About this task: Each line of the data that mentions the string "below" needs to be identified and copied.
┌─ Input data
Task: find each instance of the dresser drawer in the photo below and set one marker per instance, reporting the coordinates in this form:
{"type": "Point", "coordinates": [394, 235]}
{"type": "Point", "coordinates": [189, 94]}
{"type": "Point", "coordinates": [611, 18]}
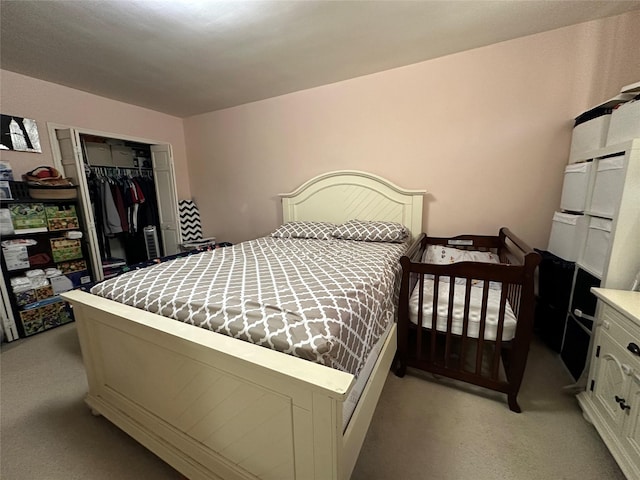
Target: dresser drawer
{"type": "Point", "coordinates": [622, 330]}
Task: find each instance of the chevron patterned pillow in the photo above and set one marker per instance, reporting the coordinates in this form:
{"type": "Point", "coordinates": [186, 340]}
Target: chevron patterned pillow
{"type": "Point", "coordinates": [372, 231]}
{"type": "Point", "coordinates": [317, 230]}
{"type": "Point", "coordinates": [190, 225]}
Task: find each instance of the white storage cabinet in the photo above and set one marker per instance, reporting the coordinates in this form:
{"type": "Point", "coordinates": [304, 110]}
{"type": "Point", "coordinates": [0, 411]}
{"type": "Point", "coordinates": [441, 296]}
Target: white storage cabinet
{"type": "Point", "coordinates": [611, 401]}
{"type": "Point", "coordinates": [575, 187]}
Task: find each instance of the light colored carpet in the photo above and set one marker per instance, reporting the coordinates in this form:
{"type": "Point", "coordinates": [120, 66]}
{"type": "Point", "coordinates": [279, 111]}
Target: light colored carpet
{"type": "Point", "coordinates": [422, 429]}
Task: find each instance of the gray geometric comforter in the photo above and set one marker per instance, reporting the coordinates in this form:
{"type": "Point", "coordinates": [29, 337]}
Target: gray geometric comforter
{"type": "Point", "coordinates": [327, 301]}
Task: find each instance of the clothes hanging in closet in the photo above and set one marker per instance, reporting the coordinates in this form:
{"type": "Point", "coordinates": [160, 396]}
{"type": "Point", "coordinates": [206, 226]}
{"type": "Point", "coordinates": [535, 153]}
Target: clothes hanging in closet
{"type": "Point", "coordinates": [123, 205]}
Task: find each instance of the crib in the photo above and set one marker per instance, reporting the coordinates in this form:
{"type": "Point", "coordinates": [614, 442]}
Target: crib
{"type": "Point", "coordinates": [466, 309]}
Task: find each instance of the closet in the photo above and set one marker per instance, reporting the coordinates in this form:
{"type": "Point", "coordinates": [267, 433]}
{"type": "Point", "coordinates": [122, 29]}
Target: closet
{"type": "Point", "coordinates": [127, 194]}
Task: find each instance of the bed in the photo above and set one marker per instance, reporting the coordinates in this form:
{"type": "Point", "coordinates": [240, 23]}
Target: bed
{"type": "Point", "coordinates": [478, 292]}
{"type": "Point", "coordinates": [216, 407]}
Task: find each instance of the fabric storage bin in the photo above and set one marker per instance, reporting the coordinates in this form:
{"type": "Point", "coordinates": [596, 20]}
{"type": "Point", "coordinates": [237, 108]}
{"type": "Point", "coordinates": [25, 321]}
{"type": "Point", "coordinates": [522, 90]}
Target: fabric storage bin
{"type": "Point", "coordinates": [574, 188]}
{"type": "Point", "coordinates": [122, 156]}
{"type": "Point", "coordinates": [607, 187]}
{"type": "Point", "coordinates": [625, 123]}
{"type": "Point", "coordinates": [596, 249]}
{"type": "Point", "coordinates": [98, 154]}
{"type": "Point", "coordinates": [568, 232]}
{"type": "Point", "coordinates": [589, 135]}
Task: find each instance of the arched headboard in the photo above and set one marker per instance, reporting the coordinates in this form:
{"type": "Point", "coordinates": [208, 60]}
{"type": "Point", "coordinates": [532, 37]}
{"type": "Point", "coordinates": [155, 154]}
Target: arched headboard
{"type": "Point", "coordinates": [351, 194]}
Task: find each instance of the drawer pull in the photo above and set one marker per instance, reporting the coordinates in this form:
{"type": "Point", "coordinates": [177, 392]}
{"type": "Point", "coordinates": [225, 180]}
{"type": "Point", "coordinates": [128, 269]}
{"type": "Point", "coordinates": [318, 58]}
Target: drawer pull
{"type": "Point", "coordinates": [633, 348]}
{"type": "Point", "coordinates": [620, 401]}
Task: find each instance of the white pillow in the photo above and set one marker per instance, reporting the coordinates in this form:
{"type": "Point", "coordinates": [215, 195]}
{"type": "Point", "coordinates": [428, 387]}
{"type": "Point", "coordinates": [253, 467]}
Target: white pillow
{"type": "Point", "coordinates": [441, 255]}
{"type": "Point", "coordinates": [302, 229]}
{"type": "Point", "coordinates": [372, 231]}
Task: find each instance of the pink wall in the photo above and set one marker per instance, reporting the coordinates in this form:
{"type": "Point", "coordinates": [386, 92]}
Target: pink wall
{"type": "Point", "coordinates": [47, 102]}
{"type": "Point", "coordinates": [486, 132]}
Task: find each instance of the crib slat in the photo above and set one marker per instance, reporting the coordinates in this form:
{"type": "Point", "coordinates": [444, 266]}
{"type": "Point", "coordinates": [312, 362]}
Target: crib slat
{"type": "Point", "coordinates": [465, 324]}
{"type": "Point", "coordinates": [483, 321]}
{"type": "Point", "coordinates": [448, 335]}
{"type": "Point", "coordinates": [420, 315]}
{"type": "Point", "coordinates": [496, 354]}
{"type": "Point", "coordinates": [434, 318]}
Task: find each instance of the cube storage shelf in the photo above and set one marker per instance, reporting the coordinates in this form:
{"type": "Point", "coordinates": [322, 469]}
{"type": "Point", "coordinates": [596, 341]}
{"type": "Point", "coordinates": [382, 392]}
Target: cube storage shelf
{"type": "Point", "coordinates": [39, 242]}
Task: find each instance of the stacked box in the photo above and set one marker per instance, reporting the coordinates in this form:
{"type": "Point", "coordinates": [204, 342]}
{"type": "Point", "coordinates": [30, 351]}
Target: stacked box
{"type": "Point", "coordinates": [64, 249]}
{"type": "Point", "coordinates": [28, 217]}
{"type": "Point", "coordinates": [44, 314]}
{"type": "Point", "coordinates": [61, 217]}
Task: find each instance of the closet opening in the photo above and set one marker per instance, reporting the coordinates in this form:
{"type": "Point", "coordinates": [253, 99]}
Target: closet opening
{"type": "Point", "coordinates": [123, 199]}
{"type": "Point", "coordinates": [127, 194]}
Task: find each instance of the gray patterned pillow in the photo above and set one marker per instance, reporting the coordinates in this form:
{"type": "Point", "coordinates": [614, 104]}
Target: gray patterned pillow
{"type": "Point", "coordinates": [373, 231]}
{"type": "Point", "coordinates": [318, 230]}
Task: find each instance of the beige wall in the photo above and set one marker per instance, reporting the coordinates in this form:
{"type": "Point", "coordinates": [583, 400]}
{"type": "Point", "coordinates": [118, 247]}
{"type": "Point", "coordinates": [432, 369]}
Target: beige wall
{"type": "Point", "coordinates": [486, 132]}
{"type": "Point", "coordinates": [47, 102]}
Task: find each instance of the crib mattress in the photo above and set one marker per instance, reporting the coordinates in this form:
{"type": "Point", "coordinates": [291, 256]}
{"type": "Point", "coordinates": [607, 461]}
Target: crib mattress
{"type": "Point", "coordinates": [473, 330]}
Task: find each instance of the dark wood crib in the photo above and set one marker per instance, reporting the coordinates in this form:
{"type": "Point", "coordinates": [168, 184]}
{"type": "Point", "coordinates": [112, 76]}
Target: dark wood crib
{"type": "Point", "coordinates": [486, 351]}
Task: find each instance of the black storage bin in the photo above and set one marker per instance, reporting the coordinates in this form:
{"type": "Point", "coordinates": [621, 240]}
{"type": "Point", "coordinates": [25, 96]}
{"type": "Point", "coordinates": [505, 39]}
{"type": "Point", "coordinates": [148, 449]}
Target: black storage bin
{"type": "Point", "coordinates": [555, 277]}
{"type": "Point", "coordinates": [583, 299]}
{"type": "Point", "coordinates": [550, 323]}
{"type": "Point", "coordinates": [575, 347]}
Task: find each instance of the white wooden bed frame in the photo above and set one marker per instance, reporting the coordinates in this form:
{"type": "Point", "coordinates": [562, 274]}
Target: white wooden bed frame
{"type": "Point", "coordinates": [215, 407]}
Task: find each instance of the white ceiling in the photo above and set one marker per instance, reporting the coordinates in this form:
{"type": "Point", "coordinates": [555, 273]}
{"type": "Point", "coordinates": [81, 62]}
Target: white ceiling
{"type": "Point", "coordinates": [188, 57]}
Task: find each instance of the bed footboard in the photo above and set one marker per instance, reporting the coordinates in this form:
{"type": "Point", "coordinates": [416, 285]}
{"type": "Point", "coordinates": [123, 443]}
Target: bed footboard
{"type": "Point", "coordinates": [471, 321]}
{"type": "Point", "coordinates": [218, 408]}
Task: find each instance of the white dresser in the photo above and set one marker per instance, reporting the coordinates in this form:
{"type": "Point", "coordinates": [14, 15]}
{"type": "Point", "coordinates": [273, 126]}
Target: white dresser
{"type": "Point", "coordinates": [611, 401]}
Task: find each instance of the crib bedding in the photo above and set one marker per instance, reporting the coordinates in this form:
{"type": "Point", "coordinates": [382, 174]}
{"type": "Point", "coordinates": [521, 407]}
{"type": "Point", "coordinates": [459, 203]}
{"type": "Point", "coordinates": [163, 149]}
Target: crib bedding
{"type": "Point", "coordinates": [327, 301]}
{"type": "Point", "coordinates": [475, 309]}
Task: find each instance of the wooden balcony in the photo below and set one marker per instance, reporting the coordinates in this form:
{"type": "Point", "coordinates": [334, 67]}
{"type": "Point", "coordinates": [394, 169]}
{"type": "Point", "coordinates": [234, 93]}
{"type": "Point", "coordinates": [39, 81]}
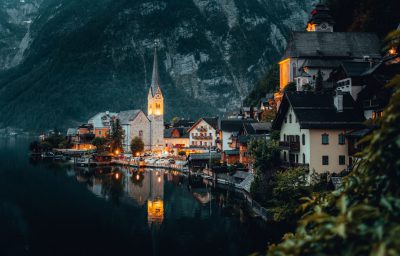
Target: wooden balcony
{"type": "Point", "coordinates": [292, 146]}
{"type": "Point", "coordinates": [202, 137]}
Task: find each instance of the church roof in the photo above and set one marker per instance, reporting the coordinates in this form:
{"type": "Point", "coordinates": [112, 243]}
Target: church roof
{"type": "Point", "coordinates": [155, 78]}
{"type": "Point", "coordinates": [127, 116]}
{"type": "Point", "coordinates": [333, 45]}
└─
Exercise output:
Task: find each instance of the dresser drawer in the photo below and set one marker per instance, reporting the coordinates in this form:
Task: find each instance of the wooden balcony in the photo below and set one marker per instance, reporting the coordinates in this form:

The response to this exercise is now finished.